WHAT YOU HAVE TO DO.
Search the records below for the word "terracotta". Pull out each line that has it.

Start of TASK INPUT

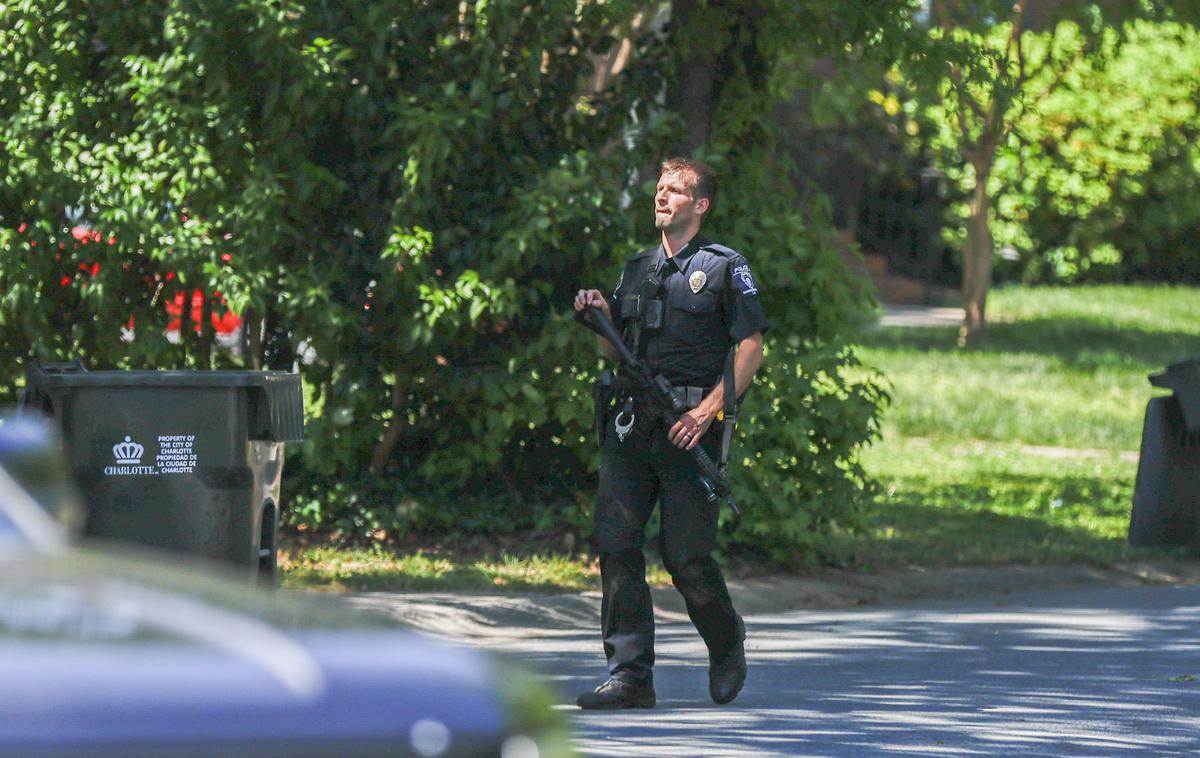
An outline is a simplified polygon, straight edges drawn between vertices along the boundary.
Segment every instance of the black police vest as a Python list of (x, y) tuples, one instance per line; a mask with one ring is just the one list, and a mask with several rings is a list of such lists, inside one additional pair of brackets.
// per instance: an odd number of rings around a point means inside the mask
[[(696, 253), (709, 252), (724, 255), (708, 245), (702, 245)], [(663, 325), (665, 303), (663, 301), (663, 269), (666, 267), (666, 257), (661, 253), (643, 256), (634, 272), (633, 281), (637, 287), (629, 295), (621, 298), (621, 318), (625, 321), (625, 331), (621, 335), (625, 346), (639, 358), (642, 357), (642, 331), (645, 329), (660, 329)], [(725, 403), (723, 410), (721, 455), (719, 465), (722, 469), (728, 466), (729, 448), (733, 438), (734, 425), (737, 423), (738, 411), (741, 409), (742, 398), (737, 397), (734, 382), (734, 355), (736, 345), (729, 347), (726, 354), (725, 370), (722, 372), (721, 383), (724, 385)]]
[(663, 322), (662, 280), (666, 258), (655, 253), (642, 257), (633, 276), (637, 286), (632, 294), (621, 298), (621, 319), (625, 332), (621, 336), (625, 346), (639, 358), (643, 329), (661, 329)]

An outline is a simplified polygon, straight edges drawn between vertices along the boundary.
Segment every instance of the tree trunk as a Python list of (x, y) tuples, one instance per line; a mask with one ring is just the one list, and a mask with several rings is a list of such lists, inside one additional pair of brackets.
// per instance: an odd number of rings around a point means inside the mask
[(200, 305), (200, 335), (196, 343), (196, 359), (203, 369), (212, 368), (213, 342), (216, 340), (212, 311), (212, 298), (205, 293)]
[(392, 385), (392, 420), (383, 430), (383, 438), (375, 445), (375, 450), (371, 455), (369, 470), (375, 476), (383, 474), (388, 459), (392, 457), (392, 450), (396, 448), (396, 443), (400, 441), (400, 437), (404, 433), (404, 422), (400, 418), (400, 405), (404, 395), (401, 390), (402, 384), (400, 378), (397, 377), (396, 383)]
[(992, 156), (975, 164), (975, 188), (971, 190), (970, 217), (967, 219), (967, 247), (963, 251), (963, 323), (958, 332), (959, 345), (978, 344), (987, 327), (985, 309), (988, 288), (992, 284), (992, 230), (988, 225), (987, 181)]
[(242, 317), (242, 345), (247, 365), (255, 371), (263, 367), (262, 318), (253, 308)]
[(192, 322), (192, 295), (185, 288), (183, 290), (183, 308), (179, 312), (179, 368), (187, 368), (188, 355), (188, 329)]
[[(700, 0), (675, 0), (671, 5), (671, 44), (684, 45), (692, 14)], [(722, 5), (710, 0), (710, 5)], [(691, 155), (708, 142), (716, 100), (717, 55), (719, 51), (694, 49), (679, 69), (678, 78), (667, 94), (667, 107), (684, 120), (684, 133), (672, 146), (680, 155)]]

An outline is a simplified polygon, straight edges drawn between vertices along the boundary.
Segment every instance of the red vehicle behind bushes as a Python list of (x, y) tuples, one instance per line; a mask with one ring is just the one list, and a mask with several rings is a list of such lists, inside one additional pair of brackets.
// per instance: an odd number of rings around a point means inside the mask
[[(105, 254), (105, 248), (115, 246), (117, 238), (113, 235), (105, 235), (86, 224), (76, 224), (69, 230), (64, 229), (63, 231), (69, 231), (69, 243), (66, 239), (56, 241), (54, 237), (41, 235), (36, 227), (31, 228), (28, 223), (22, 222), (16, 227), (17, 247), (29, 251), (53, 250), (56, 264), (51, 274), (53, 280), (57, 281), (60, 287), (79, 287), (82, 294), (100, 275), (102, 261), (111, 257)], [(68, 244), (70, 245), (69, 251)], [(86, 251), (88, 247), (98, 249), (100, 252), (94, 257), (90, 257), (89, 260), (78, 260), (89, 256), (86, 252), (76, 251)], [(76, 259), (78, 262), (76, 263), (72, 259)], [(232, 256), (225, 253), (221, 255), (221, 260), (228, 263), (232, 260)], [(111, 263), (116, 265), (115, 261), (111, 261)], [(124, 268), (128, 270), (128, 264), (125, 264)], [(200, 288), (184, 287), (174, 271), (156, 272), (153, 275), (146, 273), (143, 275), (143, 279), (147, 285), (147, 297), (152, 301), (161, 300), (162, 307), (166, 311), (167, 323), (164, 332), (169, 341), (173, 343), (180, 341), (183, 316), (185, 308), (188, 308), (189, 305), (190, 308), (187, 310), (189, 324), (196, 334), (201, 334), (204, 330), (205, 302), (211, 300), (213, 307), (210, 311), (209, 321), (218, 344), (233, 345), (237, 343), (242, 327), (242, 318), (229, 309), (228, 302), (219, 291), (214, 290), (210, 294)], [(164, 293), (164, 290), (169, 292), (171, 287), (174, 287), (173, 293)], [(130, 316), (128, 322), (123, 326), (127, 330), (126, 338), (132, 339), (135, 318)]]

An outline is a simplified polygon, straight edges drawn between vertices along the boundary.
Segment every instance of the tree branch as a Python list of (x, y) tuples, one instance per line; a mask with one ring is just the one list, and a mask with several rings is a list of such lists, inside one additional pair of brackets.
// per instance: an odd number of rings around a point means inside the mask
[(1012, 32), (1008, 36), (1008, 49), (1016, 50), (1017, 86), (1023, 86), (1028, 77), (1025, 74), (1025, 47), (1021, 44), (1021, 36), (1025, 33), (1025, 4), (1013, 6)]
[[(938, 25), (941, 26), (942, 31), (946, 34), (946, 37), (949, 38), (951, 33), (954, 31), (954, 24), (950, 20), (950, 14), (946, 10), (945, 2), (943, 2), (943, 0), (934, 0), (933, 9), (938, 18)], [(962, 111), (961, 103), (966, 102), (967, 107), (969, 107), (981, 121), (987, 118), (987, 114), (983, 110), (983, 105), (976, 100), (967, 89), (966, 84), (963, 82), (962, 71), (959, 69), (958, 64), (954, 62), (950, 63), (950, 82), (954, 85), (954, 90), (958, 93), (959, 97), (960, 105), (956, 107), (958, 112), (959, 128), (962, 129), (964, 135), (970, 134), (970, 132), (967, 130), (966, 114)]]

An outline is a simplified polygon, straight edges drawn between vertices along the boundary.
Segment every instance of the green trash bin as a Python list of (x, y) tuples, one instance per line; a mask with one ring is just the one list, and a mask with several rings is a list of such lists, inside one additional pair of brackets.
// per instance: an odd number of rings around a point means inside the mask
[(50, 416), (84, 534), (224, 561), (275, 581), (286, 442), (304, 439), (283, 371), (86, 371), (30, 364), (23, 412)]

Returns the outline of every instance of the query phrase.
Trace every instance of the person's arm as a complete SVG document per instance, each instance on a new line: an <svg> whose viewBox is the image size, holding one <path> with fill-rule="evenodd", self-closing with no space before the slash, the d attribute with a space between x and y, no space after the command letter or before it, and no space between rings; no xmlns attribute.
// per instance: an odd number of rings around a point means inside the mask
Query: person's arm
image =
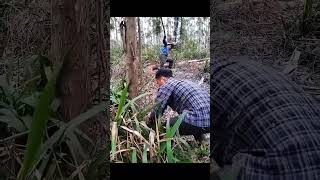
<svg viewBox="0 0 320 180"><path fill-rule="evenodd" d="M167 47L168 43L167 43L167 36L163 36L163 40L162 40L163 46Z"/></svg>
<svg viewBox="0 0 320 180"><path fill-rule="evenodd" d="M172 94L173 86L161 87L156 98L156 106L152 109L149 121L153 122L156 117L162 115L167 108L168 100Z"/></svg>

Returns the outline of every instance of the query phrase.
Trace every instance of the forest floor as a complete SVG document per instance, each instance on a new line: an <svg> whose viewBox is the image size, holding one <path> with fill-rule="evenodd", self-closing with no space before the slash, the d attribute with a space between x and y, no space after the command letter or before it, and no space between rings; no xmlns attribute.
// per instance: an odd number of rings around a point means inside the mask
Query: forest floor
<svg viewBox="0 0 320 180"><path fill-rule="evenodd" d="M204 72L204 67L206 62L209 62L209 58L201 59L201 60L183 60L183 61L175 61L174 67L172 68L173 76L177 79L190 80L200 84L200 86L210 91L209 86L209 73ZM142 88L140 89L140 94L150 93L151 95L146 96L141 106L145 107L150 104L154 104L154 100L157 96L158 87L154 81L154 71L152 71L152 67L157 65L156 63L152 64L144 64L143 72L141 77ZM111 78L111 84L114 83L115 79L119 77L124 77L124 71L120 71L121 65L116 65L113 69L113 75ZM164 112L163 120L168 120L171 117L178 115L174 112L170 107ZM145 118L148 118L147 116ZM190 154L188 154L192 158L192 162L194 163L209 163L210 158L210 134L206 134L206 140L202 144L198 144L193 136L181 136L180 138L184 139L192 148Z"/></svg>
<svg viewBox="0 0 320 180"><path fill-rule="evenodd" d="M283 72L320 100L320 3L301 33L302 0L225 0L214 7L214 59L248 58ZM291 70L290 72L288 70Z"/></svg>

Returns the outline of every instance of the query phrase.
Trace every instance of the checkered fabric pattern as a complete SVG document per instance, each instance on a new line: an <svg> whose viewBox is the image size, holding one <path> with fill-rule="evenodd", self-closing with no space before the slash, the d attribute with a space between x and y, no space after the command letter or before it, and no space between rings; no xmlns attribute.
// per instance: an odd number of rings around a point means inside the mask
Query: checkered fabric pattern
<svg viewBox="0 0 320 180"><path fill-rule="evenodd" d="M211 150L238 179L320 179L320 106L294 82L253 61L211 64Z"/></svg>
<svg viewBox="0 0 320 180"><path fill-rule="evenodd" d="M161 115L169 105L178 114L186 112L184 122L196 127L210 127L209 93L198 84L186 80L169 78L158 90L156 106L152 110Z"/></svg>

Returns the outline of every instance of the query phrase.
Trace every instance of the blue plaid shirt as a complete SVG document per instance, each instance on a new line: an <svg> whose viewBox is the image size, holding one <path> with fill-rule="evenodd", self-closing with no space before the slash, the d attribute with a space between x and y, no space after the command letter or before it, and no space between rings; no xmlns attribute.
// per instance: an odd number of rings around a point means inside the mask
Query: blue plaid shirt
<svg viewBox="0 0 320 180"><path fill-rule="evenodd" d="M320 179L319 103L282 73L244 60L210 66L212 157L238 179ZM213 111L214 110L214 111Z"/></svg>
<svg viewBox="0 0 320 180"><path fill-rule="evenodd" d="M186 112L184 122L196 127L210 127L210 97L209 93L198 84L169 78L159 88L151 116L156 112L161 115L169 105L178 114Z"/></svg>

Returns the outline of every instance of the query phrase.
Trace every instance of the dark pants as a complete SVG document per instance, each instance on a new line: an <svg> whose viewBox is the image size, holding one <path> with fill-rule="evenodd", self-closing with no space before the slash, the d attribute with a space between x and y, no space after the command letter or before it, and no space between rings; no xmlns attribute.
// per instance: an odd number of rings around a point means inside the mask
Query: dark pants
<svg viewBox="0 0 320 180"><path fill-rule="evenodd" d="M169 63L169 68L171 69L173 66L173 60L172 59L168 59L168 57L164 54L160 55L160 67L163 67L164 64L168 62Z"/></svg>
<svg viewBox="0 0 320 180"><path fill-rule="evenodd" d="M171 69L173 66L173 60L172 59L167 59L167 62L169 63L169 68Z"/></svg>
<svg viewBox="0 0 320 180"><path fill-rule="evenodd" d="M170 127L172 127L177 122L177 120L178 120L178 117L171 118ZM166 122L163 122L162 125L166 126ZM180 135L193 135L194 139L199 142L202 140L202 135L206 133L210 133L210 127L201 128L201 127L188 124L184 121L182 121L182 123L179 126Z"/></svg>

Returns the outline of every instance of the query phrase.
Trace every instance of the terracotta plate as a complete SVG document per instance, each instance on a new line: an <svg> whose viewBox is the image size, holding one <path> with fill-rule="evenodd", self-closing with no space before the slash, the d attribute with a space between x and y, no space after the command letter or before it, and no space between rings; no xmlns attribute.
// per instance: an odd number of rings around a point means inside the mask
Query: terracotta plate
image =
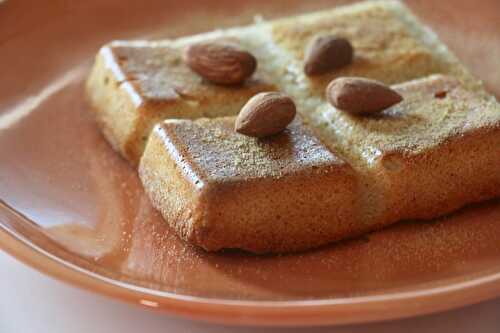
<svg viewBox="0 0 500 333"><path fill-rule="evenodd" d="M500 95L500 3L408 2ZM88 112L82 82L98 47L336 2L147 3L0 1L3 249L98 293L224 323L364 322L500 295L498 200L299 255L208 254L179 241Z"/></svg>

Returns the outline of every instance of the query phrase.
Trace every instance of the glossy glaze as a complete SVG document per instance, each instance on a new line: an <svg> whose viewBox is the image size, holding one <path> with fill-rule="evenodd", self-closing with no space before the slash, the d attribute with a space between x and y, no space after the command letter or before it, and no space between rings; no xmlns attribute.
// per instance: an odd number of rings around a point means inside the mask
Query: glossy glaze
<svg viewBox="0 0 500 333"><path fill-rule="evenodd" d="M331 5L54 1L33 11L27 1L0 3L0 246L96 292L225 323L361 322L500 294L498 200L299 255L208 254L173 235L93 123L83 80L110 39L171 37L258 12ZM498 2L410 6L498 96Z"/></svg>

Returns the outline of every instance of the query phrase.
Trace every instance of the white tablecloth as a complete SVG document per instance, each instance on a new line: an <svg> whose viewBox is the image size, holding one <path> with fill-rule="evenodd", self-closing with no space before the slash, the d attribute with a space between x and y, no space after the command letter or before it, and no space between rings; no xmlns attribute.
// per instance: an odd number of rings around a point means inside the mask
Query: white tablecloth
<svg viewBox="0 0 500 333"><path fill-rule="evenodd" d="M500 332L500 299L426 317L370 325L271 329L222 327L148 312L63 284L0 251L0 333Z"/></svg>

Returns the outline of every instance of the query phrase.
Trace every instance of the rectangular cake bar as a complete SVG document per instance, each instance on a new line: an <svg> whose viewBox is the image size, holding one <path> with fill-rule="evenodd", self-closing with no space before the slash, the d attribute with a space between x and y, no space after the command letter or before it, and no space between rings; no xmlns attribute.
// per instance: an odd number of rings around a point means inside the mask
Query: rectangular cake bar
<svg viewBox="0 0 500 333"><path fill-rule="evenodd" d="M208 38L245 44L246 37L221 32ZM277 89L262 69L242 86L208 83L183 62L183 49L179 42L118 41L99 51L87 95L104 135L133 165L159 121L234 115L256 93Z"/></svg>
<svg viewBox="0 0 500 333"><path fill-rule="evenodd" d="M177 233L211 251L307 249L357 228L351 167L300 119L265 139L236 133L234 117L167 120L139 175Z"/></svg>
<svg viewBox="0 0 500 333"><path fill-rule="evenodd" d="M323 140L362 180L363 221L429 219L500 194L500 105L454 77L393 86L404 100L375 116L324 102Z"/></svg>

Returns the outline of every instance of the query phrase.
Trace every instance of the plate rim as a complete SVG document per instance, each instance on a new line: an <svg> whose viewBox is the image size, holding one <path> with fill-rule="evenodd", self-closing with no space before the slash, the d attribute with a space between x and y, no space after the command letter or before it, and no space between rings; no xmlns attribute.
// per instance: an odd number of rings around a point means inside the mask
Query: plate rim
<svg viewBox="0 0 500 333"><path fill-rule="evenodd" d="M33 223L1 199L0 211L10 214L17 223ZM368 323L442 312L500 296L499 269L445 286L329 300L250 301L179 295L118 281L68 262L30 241L9 227L10 224L5 216L0 216L0 249L45 275L143 308L212 323L251 326Z"/></svg>

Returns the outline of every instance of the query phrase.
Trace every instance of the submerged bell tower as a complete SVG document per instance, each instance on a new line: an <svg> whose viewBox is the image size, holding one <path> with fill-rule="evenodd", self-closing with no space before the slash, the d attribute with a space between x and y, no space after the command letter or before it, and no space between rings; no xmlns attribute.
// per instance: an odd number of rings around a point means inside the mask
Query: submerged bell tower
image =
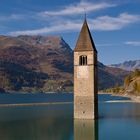
<svg viewBox="0 0 140 140"><path fill-rule="evenodd" d="M74 49L74 118L98 116L97 50L85 18Z"/></svg>

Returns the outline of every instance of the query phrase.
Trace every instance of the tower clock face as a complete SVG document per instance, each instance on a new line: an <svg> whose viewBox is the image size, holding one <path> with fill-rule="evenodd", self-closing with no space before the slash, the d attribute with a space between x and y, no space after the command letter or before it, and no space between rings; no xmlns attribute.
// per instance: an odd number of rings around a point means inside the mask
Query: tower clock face
<svg viewBox="0 0 140 140"><path fill-rule="evenodd" d="M77 78L88 78L89 77L89 71L88 66L79 66L77 68Z"/></svg>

End of TASK INPUT

FINISHED EXERCISE.
Trace every instance of the terracotta plate as a complete SVG document per instance, each instance on a new line: an <svg> whose viewBox is the image size, holding one <path> with fill-rule="evenodd", self-closing with no space before the slash, the d attribute with a space between x and y, no space after the command letter or before it, and no space between rings; no xmlns attribute.
Query: terracotta plate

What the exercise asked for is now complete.